* **GIVEN RECORDS**
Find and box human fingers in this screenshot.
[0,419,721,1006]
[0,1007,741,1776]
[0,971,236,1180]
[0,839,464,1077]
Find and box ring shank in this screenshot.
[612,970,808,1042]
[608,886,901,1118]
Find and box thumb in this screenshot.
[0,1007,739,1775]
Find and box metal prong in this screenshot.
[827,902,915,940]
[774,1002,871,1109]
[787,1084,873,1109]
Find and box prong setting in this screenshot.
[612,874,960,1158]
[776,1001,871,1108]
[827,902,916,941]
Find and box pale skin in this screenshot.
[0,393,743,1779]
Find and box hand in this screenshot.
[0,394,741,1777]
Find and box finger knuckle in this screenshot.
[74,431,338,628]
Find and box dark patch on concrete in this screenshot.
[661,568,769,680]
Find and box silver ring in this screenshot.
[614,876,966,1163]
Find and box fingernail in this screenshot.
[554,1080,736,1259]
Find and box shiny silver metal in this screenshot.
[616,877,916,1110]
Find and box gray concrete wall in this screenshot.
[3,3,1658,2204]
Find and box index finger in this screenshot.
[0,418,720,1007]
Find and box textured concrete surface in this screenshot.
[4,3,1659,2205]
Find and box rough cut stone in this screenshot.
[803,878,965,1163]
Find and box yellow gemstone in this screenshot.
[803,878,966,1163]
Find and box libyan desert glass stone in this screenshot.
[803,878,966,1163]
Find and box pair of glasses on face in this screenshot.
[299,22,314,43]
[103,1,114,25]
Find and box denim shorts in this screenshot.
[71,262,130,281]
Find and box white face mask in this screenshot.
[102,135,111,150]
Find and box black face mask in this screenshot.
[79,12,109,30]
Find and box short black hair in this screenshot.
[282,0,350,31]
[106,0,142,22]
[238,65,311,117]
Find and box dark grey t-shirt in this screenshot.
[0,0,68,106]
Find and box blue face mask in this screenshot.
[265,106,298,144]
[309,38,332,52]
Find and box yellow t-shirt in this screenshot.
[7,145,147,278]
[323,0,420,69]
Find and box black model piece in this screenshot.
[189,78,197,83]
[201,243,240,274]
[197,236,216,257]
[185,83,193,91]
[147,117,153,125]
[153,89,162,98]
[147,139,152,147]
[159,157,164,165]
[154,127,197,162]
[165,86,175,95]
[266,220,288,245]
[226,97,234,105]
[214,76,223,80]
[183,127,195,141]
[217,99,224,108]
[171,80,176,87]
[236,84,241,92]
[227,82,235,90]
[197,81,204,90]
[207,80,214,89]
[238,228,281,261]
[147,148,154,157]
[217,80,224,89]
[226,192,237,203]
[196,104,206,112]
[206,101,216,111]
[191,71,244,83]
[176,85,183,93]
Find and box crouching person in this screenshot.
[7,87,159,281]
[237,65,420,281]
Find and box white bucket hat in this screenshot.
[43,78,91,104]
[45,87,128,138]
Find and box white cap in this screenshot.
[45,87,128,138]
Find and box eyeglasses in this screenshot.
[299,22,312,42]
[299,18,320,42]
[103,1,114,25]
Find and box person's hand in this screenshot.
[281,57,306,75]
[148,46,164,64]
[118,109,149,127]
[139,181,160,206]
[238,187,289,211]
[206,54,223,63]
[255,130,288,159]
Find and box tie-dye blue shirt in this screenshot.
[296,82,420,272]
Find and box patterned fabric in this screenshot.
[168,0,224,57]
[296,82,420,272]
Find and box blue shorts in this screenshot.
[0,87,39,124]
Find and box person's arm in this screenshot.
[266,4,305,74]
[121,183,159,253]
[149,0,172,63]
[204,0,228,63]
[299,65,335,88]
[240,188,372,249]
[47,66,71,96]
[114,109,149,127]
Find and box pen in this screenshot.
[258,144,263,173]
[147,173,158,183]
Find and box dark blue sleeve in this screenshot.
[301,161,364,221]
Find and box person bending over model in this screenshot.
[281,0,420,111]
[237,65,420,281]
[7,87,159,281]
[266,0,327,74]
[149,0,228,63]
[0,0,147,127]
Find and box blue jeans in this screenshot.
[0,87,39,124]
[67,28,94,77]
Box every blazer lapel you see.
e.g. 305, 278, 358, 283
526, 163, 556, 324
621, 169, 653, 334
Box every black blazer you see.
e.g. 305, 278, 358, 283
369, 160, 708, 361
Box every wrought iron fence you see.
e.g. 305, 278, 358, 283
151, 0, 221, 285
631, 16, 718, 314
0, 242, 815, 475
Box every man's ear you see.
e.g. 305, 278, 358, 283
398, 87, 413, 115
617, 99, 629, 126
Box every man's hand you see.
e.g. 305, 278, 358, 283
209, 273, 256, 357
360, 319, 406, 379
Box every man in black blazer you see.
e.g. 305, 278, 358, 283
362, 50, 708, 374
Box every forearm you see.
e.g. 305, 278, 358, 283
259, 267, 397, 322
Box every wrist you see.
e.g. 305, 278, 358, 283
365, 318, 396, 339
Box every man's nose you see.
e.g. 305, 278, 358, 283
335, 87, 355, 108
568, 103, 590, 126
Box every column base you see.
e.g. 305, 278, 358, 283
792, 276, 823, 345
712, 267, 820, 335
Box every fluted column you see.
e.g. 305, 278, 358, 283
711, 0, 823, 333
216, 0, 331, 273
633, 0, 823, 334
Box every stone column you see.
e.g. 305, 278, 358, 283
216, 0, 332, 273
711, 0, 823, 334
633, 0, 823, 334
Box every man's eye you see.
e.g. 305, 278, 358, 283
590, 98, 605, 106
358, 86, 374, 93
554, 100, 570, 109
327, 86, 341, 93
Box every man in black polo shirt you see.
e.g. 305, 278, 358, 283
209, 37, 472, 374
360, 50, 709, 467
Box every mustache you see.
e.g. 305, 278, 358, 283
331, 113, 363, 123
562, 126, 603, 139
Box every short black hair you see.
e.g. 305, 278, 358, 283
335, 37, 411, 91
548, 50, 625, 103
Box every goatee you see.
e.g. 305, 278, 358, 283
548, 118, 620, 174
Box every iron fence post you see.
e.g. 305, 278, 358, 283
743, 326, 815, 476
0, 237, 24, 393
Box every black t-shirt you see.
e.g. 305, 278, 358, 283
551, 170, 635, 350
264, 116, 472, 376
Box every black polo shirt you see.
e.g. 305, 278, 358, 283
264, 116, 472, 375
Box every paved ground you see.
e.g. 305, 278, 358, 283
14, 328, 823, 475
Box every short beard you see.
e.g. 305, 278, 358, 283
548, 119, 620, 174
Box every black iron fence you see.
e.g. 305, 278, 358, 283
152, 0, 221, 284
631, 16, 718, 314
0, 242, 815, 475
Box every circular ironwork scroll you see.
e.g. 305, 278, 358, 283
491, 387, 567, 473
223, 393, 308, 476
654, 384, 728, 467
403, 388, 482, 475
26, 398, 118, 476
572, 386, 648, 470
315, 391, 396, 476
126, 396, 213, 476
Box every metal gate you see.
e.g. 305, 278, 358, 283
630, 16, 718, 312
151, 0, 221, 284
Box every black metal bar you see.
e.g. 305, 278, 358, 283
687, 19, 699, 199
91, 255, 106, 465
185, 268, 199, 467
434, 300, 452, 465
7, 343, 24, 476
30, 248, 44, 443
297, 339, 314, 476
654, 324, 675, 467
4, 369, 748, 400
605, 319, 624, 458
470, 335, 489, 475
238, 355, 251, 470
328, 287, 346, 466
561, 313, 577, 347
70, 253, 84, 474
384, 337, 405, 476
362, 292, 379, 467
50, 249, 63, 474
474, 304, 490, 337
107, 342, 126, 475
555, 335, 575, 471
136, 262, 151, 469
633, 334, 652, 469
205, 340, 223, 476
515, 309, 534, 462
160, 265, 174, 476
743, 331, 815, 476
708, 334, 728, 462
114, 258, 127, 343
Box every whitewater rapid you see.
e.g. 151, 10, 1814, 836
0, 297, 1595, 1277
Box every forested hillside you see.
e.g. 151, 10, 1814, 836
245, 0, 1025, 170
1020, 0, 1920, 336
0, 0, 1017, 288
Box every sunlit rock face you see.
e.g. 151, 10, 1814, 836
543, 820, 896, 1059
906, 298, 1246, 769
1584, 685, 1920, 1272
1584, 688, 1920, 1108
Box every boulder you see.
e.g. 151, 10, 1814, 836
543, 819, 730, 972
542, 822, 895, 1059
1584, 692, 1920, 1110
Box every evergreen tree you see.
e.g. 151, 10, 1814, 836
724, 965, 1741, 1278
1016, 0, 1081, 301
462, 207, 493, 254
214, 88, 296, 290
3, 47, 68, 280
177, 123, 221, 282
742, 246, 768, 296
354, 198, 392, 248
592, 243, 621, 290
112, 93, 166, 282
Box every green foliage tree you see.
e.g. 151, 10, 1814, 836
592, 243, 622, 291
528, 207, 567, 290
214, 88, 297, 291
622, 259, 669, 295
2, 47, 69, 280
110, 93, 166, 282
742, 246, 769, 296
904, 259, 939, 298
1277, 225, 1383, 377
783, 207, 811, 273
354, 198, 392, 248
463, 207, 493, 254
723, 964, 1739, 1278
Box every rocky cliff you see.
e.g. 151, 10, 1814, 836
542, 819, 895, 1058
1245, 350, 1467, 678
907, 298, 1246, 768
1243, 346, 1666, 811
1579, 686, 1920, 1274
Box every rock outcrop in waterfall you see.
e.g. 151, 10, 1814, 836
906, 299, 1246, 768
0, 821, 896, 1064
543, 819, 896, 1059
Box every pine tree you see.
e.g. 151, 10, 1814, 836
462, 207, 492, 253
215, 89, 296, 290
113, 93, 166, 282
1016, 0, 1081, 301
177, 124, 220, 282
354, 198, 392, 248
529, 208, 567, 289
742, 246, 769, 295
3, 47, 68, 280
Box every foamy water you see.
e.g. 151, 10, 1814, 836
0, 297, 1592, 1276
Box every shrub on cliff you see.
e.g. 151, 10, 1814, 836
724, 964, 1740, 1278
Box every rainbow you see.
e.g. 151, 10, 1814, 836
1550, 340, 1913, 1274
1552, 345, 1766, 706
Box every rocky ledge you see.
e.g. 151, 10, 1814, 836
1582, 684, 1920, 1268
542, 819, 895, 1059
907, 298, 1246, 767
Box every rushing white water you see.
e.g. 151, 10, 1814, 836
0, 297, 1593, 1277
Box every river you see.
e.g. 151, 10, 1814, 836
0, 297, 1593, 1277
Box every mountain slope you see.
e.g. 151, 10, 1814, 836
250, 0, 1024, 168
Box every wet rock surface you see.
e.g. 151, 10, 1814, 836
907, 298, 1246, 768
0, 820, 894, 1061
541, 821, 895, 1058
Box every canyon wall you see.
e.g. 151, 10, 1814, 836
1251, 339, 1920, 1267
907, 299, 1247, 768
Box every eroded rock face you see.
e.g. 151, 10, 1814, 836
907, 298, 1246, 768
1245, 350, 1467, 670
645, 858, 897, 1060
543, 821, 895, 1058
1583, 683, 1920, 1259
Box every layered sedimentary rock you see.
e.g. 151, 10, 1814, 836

* **ACTION ITEM**
When a line of the data above holds the string "column", count it, and reply with the resulting number only.

* **RESPONSE BELOW**
3